▸ **Work required**:
Reproduce the records word for word, starting at the line that contains "Note: pick out each instance of the pavement" and continuing through the last line of the records. Include only those lines.

+++ Input rows +++

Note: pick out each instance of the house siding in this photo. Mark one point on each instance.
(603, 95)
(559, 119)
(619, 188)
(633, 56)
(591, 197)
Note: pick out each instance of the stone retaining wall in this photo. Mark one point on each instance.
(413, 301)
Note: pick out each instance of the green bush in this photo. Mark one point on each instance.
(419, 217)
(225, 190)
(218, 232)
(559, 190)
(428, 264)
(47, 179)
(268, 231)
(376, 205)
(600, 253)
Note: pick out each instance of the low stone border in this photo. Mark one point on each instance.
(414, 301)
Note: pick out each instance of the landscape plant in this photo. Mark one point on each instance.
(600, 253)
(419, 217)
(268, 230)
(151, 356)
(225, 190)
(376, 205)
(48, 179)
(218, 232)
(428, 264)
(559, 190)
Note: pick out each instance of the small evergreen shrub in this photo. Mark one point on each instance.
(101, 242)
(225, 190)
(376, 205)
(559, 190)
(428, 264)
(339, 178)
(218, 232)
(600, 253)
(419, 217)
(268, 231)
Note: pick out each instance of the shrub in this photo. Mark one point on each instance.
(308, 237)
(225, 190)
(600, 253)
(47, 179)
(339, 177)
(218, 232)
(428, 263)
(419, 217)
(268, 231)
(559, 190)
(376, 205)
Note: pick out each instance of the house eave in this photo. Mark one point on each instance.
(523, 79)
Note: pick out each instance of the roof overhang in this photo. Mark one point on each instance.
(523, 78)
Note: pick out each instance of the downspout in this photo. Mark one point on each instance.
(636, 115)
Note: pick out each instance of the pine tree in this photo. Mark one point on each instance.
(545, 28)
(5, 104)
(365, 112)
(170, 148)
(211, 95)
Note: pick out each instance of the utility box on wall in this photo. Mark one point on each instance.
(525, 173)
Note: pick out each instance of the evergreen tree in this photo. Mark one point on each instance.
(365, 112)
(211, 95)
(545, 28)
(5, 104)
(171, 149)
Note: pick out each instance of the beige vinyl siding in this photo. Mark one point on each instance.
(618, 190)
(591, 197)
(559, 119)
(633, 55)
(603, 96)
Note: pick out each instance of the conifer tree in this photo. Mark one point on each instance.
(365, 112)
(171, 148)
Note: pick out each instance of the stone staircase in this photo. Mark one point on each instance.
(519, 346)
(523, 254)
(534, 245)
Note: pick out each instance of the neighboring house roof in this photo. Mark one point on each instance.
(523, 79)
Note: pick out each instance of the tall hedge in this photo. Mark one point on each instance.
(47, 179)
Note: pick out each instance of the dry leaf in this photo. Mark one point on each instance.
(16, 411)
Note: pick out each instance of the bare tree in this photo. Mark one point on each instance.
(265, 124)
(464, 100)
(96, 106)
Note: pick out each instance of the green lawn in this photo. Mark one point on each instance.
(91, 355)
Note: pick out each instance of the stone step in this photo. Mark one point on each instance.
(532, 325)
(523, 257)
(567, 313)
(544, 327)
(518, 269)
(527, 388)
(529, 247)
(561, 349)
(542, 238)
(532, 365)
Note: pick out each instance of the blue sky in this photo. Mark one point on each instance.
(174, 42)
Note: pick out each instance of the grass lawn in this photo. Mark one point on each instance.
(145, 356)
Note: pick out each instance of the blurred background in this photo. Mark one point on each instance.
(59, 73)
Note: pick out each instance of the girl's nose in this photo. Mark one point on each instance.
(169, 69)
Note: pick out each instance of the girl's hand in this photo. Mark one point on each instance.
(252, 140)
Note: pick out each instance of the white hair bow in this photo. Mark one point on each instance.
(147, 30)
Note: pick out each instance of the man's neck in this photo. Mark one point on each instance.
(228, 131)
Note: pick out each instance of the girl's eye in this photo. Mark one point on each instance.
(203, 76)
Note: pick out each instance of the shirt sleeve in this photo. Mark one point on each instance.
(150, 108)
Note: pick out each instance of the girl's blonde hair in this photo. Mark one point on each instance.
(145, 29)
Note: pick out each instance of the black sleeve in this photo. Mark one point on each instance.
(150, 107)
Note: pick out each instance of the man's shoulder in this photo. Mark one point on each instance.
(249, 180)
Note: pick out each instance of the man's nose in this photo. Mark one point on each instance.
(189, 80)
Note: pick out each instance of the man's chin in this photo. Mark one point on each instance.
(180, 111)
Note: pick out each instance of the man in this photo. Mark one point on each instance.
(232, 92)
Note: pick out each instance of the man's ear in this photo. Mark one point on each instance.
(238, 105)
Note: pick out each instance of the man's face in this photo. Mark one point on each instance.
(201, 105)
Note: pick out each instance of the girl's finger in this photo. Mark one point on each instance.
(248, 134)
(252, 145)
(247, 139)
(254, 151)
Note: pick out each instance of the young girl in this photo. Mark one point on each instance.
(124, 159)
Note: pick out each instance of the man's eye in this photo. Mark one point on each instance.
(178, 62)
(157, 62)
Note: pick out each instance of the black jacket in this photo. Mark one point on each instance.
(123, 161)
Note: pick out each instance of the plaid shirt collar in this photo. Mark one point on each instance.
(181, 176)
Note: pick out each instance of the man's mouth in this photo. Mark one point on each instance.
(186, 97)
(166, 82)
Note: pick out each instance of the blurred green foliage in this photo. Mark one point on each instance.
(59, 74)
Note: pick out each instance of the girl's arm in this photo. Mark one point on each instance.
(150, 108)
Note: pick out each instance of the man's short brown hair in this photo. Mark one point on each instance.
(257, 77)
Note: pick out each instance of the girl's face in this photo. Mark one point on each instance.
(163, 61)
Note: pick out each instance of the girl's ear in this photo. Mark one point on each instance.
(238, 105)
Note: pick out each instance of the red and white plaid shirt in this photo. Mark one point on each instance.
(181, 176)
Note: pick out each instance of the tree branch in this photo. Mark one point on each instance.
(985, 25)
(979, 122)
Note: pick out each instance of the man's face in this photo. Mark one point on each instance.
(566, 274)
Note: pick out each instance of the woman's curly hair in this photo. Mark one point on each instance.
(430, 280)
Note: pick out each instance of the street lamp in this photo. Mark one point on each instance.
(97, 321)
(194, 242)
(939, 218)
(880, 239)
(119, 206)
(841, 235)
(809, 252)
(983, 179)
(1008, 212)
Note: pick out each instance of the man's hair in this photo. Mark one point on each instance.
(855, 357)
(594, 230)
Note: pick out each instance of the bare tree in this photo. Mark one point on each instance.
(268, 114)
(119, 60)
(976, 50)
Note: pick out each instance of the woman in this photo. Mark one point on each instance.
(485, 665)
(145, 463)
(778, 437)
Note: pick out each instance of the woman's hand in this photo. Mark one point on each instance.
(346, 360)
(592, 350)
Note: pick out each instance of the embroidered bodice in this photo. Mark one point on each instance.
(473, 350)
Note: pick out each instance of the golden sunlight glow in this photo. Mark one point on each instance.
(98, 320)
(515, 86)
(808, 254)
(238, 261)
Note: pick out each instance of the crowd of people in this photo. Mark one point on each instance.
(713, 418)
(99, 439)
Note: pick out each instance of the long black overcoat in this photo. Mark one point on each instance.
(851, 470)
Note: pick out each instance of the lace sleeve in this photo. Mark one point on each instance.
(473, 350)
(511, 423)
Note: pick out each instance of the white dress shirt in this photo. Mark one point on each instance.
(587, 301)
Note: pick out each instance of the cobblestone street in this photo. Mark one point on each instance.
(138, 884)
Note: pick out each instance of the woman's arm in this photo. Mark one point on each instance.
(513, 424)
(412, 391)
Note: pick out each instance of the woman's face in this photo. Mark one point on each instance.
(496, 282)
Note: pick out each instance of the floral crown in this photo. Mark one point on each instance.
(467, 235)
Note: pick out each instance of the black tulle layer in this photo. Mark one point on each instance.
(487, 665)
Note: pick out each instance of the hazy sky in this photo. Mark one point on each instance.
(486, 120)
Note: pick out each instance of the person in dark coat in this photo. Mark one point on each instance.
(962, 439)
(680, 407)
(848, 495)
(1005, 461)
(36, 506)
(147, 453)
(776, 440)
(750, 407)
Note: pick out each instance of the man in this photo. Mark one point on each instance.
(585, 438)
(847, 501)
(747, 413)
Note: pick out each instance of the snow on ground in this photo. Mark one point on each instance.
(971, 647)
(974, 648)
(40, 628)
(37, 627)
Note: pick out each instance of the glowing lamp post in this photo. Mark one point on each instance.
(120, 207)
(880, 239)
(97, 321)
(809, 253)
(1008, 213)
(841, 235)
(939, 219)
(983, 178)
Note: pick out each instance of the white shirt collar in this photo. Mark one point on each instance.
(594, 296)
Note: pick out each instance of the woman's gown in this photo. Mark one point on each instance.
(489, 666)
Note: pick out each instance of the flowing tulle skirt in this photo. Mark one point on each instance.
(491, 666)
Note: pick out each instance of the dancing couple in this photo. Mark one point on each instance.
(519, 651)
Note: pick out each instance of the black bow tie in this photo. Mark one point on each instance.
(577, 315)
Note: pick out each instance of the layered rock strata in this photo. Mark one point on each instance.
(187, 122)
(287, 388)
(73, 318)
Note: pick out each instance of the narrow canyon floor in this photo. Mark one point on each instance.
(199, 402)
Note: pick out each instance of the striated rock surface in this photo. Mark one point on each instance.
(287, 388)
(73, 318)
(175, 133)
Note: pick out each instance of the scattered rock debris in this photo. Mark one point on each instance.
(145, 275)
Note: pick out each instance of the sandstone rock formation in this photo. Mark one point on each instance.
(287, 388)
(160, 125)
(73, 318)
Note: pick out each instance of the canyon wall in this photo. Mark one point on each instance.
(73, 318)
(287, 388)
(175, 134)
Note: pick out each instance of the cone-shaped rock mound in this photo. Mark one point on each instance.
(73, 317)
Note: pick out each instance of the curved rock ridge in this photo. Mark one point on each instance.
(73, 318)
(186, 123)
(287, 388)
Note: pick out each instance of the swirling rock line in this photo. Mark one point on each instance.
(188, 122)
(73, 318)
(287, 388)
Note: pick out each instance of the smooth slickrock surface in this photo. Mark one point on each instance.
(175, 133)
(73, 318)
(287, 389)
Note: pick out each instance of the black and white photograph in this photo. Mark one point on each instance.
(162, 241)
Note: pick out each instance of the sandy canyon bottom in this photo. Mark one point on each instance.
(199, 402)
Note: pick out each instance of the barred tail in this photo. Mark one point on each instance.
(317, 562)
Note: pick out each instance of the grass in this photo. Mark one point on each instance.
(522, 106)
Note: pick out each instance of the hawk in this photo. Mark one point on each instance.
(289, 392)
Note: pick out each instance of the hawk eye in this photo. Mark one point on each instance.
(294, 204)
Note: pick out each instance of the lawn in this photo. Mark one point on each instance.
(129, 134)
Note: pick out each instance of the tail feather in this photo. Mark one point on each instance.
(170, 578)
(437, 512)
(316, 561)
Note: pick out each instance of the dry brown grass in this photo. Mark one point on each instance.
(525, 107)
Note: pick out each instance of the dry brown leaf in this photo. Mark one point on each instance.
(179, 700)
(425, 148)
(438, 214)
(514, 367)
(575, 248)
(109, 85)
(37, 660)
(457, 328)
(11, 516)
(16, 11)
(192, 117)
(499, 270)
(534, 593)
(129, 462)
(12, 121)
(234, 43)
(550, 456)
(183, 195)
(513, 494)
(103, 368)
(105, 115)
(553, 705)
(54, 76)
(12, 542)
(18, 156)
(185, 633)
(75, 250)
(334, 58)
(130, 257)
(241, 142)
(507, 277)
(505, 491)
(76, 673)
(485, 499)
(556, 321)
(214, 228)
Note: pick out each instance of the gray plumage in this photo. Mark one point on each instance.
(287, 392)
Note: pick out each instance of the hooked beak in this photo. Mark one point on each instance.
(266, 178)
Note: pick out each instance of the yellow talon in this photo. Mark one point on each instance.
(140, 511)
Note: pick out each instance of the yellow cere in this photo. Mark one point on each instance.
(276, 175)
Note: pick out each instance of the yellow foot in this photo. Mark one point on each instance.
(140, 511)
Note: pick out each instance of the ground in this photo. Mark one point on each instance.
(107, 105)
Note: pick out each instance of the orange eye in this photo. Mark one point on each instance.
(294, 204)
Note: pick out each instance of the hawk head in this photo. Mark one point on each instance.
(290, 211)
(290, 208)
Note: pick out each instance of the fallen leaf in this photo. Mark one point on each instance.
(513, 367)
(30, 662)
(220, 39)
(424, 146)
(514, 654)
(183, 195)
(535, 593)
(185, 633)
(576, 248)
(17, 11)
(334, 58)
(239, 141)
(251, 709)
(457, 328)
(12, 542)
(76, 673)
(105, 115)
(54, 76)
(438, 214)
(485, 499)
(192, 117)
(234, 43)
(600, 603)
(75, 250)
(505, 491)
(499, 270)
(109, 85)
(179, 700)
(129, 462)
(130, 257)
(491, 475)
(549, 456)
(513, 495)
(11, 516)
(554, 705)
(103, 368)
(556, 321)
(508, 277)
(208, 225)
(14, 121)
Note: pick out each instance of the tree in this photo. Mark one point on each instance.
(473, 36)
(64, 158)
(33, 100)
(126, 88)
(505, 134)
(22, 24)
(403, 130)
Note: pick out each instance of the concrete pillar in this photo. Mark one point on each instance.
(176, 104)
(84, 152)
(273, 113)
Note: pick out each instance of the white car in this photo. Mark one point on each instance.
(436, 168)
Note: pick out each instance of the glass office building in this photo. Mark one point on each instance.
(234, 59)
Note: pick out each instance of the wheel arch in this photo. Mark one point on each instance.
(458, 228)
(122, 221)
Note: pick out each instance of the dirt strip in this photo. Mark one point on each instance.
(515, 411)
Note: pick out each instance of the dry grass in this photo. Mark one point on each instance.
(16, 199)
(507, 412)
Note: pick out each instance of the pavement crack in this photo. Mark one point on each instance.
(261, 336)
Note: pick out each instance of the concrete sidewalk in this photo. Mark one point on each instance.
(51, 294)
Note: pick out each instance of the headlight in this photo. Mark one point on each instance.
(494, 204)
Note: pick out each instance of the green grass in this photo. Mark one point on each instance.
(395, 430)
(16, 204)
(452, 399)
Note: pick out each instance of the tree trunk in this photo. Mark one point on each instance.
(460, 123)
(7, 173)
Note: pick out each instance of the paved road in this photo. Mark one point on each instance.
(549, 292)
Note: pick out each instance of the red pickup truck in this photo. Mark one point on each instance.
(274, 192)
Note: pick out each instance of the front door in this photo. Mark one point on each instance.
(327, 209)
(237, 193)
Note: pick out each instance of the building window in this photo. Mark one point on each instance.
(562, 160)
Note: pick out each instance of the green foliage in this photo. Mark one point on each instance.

+++

▸ **Result of this task**:
Note: pick out each instance of the pavement crack in this photo. Mark one point on each instance.
(261, 336)
Note: pick out each instance of the concrete sidewalk in this photo. Mark one point on each instance.
(51, 294)
Note: pick out each instance of the headlight in this photo. Mark one point on each instance.
(494, 204)
Note: pick out each instance of the green grass in this photo. Mark one point on each instance.
(395, 430)
(16, 204)
(452, 399)
Note: pick out each instance of the tree trunk in this photo. Mark one point on each instance.
(460, 123)
(7, 173)
Note: pick out each instance of the paved road in this photo. Mark one point on each instance.
(549, 292)
Note: pick out each instance of the red pickup truck in this photo. Mark one point on each instance.
(274, 192)
Note: pick out each instance of the front door in this photo. Mark one point on each instance.
(327, 209)
(237, 193)
Note: pick out each instance of the building window in this photo. Mark one point on each instance.
(562, 160)
Note: pick out each instance of the green foliage in this photo. Mark one point on each instance.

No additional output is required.